> What to work on
1 – According to the text on urban PM2.5, what particle diameter defines PM2.5?
2 – Reproduce the text on urban PM2.5 between "Atmospheric fine particulate" and "to human health.", inclusive.

Atmospheric fine particulate matter (PM2.5, diameter less than 2.5 µm) has profound effects on radiative climate forcing, atmospheric chemistry, air quality and visibility, and human health. The PM2.5 can be directly emitted into the atmosphere (primary aerosols) or formed in the atmosphere by photochemical reactions of gaseous species (secondary aerosols). The physical and chemical characterization of PM2.5, its source apportionment, and the assessment of the magnitude and distribution of PM2.5 emissions is crucial in establishing effective fine air particles regulations and assessing the associated risks to human health.

Due to growing urbanization, urban areas are a very special case as far as PM2.5 concentrations, composition, sources, and health effects are concerned. The physical and chemical properties of urban PM2.5 (e.g., atmospheric concentration, size (fine- and ultrafine particles), surface area, chemical composition, and water-solubility) can influence the magnitude of adverse health effects. Therefore, it is highly desirable to conduct studies on the physico-chemical and toxicological characterization of urban PM2.5 in order to assess health effects and to establish efficient control strategies. Furthermore, understanding how urban aerosols affect the air quality of indoor environments in urban buildings is essential in assessing the potential health effects. Hence, much work is still needed to enhance our understanding of the chemical composition, size distribution, source apportionment, and indoor–outdoor relationships of PM2.5 in urban areas and their health consequences upon exposure.

Referring expression pointing data:
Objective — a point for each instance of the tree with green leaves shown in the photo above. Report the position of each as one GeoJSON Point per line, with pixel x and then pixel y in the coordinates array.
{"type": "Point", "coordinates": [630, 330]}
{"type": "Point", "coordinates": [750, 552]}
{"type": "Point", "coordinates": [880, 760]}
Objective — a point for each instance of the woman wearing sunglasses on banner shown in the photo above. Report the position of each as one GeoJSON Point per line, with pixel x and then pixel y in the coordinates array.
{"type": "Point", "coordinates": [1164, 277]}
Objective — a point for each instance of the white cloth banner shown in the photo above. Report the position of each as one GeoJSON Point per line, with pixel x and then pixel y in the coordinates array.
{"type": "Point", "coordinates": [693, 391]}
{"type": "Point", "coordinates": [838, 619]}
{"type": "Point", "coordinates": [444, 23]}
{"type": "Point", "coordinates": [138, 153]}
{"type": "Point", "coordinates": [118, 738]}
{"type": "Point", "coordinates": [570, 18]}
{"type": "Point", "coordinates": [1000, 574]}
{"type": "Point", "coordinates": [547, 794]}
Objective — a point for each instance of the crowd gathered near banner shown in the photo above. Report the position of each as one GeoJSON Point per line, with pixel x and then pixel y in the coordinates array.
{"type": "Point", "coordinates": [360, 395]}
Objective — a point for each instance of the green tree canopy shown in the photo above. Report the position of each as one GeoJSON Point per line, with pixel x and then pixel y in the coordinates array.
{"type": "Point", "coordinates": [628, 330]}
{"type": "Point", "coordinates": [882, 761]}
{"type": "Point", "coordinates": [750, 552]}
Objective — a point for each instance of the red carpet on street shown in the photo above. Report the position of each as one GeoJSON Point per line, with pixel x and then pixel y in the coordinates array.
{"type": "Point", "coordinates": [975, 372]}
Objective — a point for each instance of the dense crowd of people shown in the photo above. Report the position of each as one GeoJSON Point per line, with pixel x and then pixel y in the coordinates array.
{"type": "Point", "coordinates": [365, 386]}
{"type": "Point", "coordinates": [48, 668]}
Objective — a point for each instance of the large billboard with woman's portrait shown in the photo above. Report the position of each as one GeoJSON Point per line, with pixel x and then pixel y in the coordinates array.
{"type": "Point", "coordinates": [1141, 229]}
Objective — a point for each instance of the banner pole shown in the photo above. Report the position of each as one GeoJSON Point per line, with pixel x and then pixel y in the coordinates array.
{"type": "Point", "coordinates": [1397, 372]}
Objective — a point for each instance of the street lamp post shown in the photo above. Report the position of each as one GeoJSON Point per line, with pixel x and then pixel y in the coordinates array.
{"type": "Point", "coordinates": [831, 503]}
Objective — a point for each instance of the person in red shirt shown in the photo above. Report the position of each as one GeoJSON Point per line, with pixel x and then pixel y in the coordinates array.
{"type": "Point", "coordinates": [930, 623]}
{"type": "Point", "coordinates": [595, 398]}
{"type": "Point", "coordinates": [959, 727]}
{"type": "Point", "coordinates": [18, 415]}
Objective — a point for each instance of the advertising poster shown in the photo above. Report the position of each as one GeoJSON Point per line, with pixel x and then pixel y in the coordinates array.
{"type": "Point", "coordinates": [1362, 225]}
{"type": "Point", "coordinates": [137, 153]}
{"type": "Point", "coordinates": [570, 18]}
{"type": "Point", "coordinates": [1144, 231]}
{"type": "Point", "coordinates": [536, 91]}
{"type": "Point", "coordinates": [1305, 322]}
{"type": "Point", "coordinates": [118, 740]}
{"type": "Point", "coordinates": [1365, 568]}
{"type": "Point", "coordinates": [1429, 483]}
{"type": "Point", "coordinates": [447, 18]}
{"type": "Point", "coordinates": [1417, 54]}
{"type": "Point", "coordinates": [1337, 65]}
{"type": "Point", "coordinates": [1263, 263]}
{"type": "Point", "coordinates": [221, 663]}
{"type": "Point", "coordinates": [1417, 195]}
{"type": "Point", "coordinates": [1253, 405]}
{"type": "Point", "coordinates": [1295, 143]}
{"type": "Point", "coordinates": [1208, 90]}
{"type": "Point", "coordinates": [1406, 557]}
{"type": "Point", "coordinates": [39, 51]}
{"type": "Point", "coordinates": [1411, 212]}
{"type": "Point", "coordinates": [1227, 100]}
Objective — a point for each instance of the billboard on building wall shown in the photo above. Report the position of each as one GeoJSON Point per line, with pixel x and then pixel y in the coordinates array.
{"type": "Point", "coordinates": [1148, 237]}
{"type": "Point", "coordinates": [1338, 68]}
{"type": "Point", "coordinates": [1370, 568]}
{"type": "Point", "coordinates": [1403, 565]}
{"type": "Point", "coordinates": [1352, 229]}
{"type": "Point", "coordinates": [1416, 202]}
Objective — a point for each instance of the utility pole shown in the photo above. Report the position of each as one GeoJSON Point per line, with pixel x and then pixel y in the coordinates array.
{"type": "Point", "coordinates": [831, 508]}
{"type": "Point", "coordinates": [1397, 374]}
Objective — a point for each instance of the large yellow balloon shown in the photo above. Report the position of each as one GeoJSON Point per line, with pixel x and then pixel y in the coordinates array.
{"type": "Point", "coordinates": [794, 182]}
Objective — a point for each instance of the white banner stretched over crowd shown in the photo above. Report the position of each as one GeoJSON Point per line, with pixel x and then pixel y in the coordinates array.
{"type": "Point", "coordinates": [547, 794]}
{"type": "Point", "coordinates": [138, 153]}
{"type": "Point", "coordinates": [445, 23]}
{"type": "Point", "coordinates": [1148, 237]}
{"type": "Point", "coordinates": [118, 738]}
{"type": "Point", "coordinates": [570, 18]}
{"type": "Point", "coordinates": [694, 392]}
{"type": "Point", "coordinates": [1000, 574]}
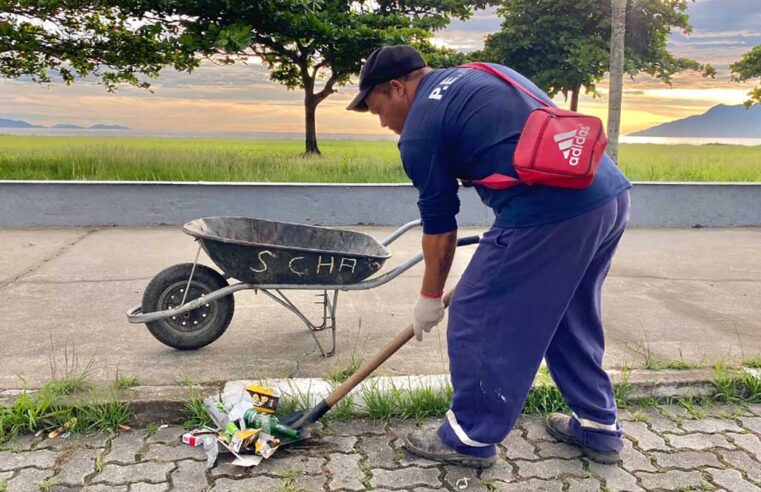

> Solution list
1 – Less than 2.5 µm.

2 –
Atmospheric fine particulate matter (PM2.5, diameter less than 2.5 µm) has profound effects on radiative climate forcing, atmospheric chemistry, air quality and visibility, and human health. The PM2.5 can be directly emitted into the atmosphere (primary aerosols) or formed in the atmosphere by photochemical reactions of gaseous species (secondary aerosols). The physical and chemical characterization of PM2.5, its source apportionment, and the assessment of the magnitude and distribution of PM2.5 emissions is crucial in establishing effective fine air particles regulations and assessing the associated risks to human health.